— DIRECTIONS —
Each line of the entries that contains the word "below" adds one. Reply with the resulting number only.

— THE DATA —
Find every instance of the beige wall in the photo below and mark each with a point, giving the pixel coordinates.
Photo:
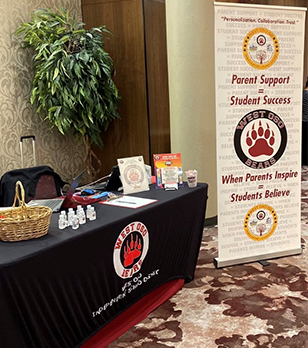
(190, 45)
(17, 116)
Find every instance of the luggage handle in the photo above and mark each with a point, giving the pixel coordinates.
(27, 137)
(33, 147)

...

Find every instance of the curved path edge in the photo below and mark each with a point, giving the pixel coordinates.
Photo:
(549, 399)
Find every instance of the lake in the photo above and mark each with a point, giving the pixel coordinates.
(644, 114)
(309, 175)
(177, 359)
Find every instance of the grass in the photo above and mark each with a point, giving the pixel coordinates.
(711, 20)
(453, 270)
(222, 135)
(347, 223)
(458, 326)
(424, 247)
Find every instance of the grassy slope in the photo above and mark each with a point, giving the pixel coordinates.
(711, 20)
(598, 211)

— ANSWER SPACE —
2